## Required task
Transcribe the lines of the records starting with the one that has "Find the car door handle;" in it and ending with the last, and transcribe nothing else.

[Given records start]

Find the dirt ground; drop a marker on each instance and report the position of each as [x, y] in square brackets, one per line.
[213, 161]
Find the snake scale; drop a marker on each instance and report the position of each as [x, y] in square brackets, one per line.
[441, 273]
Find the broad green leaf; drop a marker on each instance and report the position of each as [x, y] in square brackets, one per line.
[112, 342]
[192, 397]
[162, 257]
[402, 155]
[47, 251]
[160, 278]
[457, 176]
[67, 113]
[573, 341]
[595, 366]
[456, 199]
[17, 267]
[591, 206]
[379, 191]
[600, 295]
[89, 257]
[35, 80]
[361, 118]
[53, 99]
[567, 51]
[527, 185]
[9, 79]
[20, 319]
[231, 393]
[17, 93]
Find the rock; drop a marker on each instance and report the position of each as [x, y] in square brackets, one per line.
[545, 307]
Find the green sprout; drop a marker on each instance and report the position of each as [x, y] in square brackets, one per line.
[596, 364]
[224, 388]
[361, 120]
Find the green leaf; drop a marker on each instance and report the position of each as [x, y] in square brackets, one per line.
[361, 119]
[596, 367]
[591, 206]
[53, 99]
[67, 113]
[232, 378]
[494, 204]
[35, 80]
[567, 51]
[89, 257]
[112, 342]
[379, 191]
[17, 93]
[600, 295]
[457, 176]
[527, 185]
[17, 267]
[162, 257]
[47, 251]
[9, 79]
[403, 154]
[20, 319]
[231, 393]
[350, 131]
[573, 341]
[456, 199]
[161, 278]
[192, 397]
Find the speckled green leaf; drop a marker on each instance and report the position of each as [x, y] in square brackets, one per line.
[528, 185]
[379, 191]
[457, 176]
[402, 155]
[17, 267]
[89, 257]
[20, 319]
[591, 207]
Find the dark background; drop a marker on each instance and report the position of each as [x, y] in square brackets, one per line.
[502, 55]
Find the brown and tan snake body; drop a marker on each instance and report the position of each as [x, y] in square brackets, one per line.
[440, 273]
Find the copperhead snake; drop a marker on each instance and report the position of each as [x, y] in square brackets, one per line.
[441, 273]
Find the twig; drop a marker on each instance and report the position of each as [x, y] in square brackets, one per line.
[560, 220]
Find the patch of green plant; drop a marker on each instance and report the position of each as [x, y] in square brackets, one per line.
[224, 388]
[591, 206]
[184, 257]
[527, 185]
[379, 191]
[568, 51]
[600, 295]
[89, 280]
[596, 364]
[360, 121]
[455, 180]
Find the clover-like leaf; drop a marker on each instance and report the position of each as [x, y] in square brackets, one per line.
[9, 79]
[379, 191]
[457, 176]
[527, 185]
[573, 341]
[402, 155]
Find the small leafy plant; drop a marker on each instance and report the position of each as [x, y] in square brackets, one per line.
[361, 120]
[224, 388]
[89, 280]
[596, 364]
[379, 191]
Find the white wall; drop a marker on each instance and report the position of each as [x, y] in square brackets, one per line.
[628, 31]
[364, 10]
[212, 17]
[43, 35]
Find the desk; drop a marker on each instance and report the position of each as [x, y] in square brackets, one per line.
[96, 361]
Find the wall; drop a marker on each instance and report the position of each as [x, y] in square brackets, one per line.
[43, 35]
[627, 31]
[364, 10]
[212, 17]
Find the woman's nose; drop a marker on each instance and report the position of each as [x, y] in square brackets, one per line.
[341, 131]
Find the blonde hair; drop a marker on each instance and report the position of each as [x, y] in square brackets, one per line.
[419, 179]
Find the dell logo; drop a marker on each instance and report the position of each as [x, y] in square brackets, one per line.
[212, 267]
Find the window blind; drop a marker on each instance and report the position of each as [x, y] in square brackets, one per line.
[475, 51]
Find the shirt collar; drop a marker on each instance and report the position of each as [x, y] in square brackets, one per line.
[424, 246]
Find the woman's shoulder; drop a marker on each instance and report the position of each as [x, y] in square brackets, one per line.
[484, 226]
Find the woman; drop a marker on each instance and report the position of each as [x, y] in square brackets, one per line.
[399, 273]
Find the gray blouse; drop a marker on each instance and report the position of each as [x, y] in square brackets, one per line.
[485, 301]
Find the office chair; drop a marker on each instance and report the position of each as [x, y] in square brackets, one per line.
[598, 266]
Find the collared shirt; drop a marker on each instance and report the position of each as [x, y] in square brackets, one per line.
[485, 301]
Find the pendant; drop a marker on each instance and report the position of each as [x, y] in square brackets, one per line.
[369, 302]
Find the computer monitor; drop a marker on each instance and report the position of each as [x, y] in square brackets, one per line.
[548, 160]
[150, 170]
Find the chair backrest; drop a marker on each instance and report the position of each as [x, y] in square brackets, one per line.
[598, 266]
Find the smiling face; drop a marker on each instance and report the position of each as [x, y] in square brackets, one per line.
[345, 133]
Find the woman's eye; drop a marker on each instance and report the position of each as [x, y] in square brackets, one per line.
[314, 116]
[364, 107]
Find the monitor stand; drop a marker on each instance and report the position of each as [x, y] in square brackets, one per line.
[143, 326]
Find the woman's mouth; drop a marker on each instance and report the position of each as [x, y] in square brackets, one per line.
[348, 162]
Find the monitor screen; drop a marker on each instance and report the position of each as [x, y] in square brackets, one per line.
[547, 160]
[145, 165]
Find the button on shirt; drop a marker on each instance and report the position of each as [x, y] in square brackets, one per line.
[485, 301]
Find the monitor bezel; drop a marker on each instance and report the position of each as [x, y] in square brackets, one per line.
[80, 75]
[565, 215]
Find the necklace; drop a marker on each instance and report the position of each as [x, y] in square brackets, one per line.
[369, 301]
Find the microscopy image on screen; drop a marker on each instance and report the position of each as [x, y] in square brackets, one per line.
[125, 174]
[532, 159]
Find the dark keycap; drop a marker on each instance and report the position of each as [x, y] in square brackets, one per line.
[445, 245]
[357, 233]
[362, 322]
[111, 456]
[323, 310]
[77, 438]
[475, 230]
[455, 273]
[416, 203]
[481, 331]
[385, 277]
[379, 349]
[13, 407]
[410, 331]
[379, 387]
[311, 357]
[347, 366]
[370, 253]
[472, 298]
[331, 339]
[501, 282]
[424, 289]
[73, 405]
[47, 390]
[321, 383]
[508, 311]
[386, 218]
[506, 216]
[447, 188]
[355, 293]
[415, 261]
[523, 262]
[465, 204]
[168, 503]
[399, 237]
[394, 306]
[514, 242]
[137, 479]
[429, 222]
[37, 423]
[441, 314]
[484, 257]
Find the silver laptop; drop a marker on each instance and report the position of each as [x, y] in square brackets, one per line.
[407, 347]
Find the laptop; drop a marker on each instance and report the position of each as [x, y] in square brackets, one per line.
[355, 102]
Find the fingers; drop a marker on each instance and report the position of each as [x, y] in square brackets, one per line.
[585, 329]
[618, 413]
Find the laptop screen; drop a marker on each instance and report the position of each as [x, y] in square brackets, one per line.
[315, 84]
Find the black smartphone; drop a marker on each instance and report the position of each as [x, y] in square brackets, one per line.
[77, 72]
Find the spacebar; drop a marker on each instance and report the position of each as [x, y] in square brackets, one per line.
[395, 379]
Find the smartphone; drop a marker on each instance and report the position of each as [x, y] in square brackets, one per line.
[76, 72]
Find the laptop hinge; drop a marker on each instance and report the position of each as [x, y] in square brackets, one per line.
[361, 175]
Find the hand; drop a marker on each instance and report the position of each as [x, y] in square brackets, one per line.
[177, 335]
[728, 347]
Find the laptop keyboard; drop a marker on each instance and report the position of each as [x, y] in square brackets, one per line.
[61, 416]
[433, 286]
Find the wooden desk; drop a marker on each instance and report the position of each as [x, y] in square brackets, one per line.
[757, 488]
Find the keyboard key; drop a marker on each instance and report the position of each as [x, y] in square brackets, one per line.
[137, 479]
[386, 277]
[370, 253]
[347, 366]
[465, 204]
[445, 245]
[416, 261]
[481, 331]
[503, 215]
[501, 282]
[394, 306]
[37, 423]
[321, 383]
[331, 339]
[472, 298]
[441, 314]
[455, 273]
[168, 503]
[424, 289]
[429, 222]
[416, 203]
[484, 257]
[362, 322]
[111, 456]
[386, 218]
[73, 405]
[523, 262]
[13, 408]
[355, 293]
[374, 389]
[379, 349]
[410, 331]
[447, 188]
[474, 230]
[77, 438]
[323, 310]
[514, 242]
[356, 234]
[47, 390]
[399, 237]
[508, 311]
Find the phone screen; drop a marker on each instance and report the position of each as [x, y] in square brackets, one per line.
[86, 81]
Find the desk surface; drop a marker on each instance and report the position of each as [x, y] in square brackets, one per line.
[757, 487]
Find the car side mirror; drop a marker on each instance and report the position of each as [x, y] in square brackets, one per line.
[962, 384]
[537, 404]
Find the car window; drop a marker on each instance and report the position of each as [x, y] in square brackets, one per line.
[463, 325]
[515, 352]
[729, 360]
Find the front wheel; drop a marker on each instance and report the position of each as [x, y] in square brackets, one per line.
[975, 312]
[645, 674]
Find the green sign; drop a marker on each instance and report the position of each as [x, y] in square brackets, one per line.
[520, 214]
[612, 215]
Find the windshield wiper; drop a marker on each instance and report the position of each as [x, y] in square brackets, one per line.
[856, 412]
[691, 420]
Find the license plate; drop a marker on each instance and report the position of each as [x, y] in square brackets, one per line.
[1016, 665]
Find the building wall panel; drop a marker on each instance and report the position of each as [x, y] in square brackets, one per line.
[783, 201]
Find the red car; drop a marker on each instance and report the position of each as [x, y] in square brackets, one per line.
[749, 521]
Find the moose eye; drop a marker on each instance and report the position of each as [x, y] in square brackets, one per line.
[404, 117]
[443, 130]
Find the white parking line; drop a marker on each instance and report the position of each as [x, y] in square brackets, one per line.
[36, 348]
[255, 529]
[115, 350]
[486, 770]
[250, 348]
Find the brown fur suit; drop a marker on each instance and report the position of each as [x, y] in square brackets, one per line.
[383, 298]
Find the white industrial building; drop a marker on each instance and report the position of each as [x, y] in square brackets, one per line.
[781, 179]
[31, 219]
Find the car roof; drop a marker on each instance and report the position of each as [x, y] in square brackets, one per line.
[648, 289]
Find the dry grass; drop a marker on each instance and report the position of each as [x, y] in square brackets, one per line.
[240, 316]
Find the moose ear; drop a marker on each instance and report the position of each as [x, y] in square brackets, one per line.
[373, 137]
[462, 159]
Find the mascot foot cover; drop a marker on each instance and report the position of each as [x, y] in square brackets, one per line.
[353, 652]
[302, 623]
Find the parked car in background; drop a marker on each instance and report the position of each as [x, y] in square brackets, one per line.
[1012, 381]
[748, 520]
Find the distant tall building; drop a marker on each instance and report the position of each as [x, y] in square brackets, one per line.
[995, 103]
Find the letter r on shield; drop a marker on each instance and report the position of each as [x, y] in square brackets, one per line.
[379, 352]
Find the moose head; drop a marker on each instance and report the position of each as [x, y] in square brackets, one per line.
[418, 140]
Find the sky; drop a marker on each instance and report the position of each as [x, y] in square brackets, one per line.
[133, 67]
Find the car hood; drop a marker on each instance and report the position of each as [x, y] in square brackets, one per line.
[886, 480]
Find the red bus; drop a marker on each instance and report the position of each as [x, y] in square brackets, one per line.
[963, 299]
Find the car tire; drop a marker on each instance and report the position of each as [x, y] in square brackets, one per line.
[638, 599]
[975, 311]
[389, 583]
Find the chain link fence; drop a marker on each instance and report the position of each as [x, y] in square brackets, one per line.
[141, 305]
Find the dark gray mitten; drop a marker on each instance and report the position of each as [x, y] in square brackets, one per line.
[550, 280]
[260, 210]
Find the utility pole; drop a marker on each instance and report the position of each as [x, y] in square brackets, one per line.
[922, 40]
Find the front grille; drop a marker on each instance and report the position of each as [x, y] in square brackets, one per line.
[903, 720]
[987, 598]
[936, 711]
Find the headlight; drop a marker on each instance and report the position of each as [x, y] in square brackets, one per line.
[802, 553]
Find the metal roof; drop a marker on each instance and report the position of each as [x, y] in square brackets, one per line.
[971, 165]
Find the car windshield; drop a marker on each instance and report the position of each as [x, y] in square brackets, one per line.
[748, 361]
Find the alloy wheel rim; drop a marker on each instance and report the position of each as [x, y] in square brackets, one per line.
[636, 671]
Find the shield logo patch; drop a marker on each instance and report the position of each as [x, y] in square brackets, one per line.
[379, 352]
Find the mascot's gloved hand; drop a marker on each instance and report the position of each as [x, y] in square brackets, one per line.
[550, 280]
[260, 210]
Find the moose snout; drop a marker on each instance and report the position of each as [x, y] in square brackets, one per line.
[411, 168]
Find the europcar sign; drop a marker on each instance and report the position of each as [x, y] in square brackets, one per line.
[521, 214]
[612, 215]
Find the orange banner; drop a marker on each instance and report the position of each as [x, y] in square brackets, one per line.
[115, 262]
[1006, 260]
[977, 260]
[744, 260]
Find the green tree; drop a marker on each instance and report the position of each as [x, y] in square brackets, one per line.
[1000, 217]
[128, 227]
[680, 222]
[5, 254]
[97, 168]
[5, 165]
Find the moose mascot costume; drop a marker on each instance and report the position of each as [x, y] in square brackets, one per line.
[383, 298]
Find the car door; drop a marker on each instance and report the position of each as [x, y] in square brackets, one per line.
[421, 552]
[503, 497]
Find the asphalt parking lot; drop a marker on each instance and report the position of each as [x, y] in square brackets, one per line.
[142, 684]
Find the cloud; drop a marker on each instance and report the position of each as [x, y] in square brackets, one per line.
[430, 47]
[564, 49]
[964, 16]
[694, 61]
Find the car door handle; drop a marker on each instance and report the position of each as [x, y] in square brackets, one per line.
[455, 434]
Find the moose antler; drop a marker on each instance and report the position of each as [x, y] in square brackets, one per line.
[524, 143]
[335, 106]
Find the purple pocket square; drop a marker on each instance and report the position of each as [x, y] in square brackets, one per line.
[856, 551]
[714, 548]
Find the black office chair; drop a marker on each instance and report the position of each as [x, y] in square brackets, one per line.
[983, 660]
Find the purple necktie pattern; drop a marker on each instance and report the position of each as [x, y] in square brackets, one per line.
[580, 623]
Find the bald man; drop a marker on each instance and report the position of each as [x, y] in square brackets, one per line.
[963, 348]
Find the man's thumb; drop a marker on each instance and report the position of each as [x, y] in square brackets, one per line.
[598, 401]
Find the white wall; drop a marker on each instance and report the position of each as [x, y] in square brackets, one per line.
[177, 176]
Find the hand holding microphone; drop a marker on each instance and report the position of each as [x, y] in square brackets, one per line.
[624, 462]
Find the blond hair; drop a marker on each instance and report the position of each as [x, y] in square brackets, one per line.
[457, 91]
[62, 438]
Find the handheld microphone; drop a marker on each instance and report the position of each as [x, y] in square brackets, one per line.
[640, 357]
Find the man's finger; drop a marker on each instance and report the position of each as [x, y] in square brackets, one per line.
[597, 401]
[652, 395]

[Given records end]

## Output for this exercise
Find the car door handle; drop a marker on each instance and report the position of each as [x, y] in square brackets, one per line.
[455, 434]
Find the moose antler; drop a marker on each instance and report the position of each as [x, y] in square brackets, one per line.
[524, 143]
[335, 106]
Find the purple pocket square; drop a marker on each instance and report the position of each as [x, y] in square brackets, one per line.
[856, 551]
[714, 548]
Find the black office chair; drop a marker on each instance and report the position of each as [x, y] in square brackets, one per line.
[983, 660]
Find the purple necktie pattern; drop a marker on each instance and report the position of each as [x, y] in square brackets, one per line.
[580, 623]
Find the bald man; drop a marker on each instance and report the position of each as [x, y] in square brackets, one per line.
[963, 348]
Find the man's thumb; drop a marker on each instance and report the position of each as [x, y] in square brackets, one per line.
[598, 401]
Find the white wall; drop a marker on each instance and report the position of each as [x, y] in square brackets, one per line.
[177, 176]
Find the hand holding microphone; drop a marker on each instance and report the position of each as [x, y] in square brackets, one per line.
[624, 462]
Find the blond hair; drop a marker on each instance and report the position of each as [x, y] in square brackets, one per line.
[457, 91]
[62, 438]
Find the handheld microphone; drop a marker on each instance and report the position of each as [x, y] in square brackets, one per line.
[640, 357]
Find the man's finger; drop a marker on each instance and report the position of each as [x, y] in square brackets, one per line.
[597, 401]
[652, 395]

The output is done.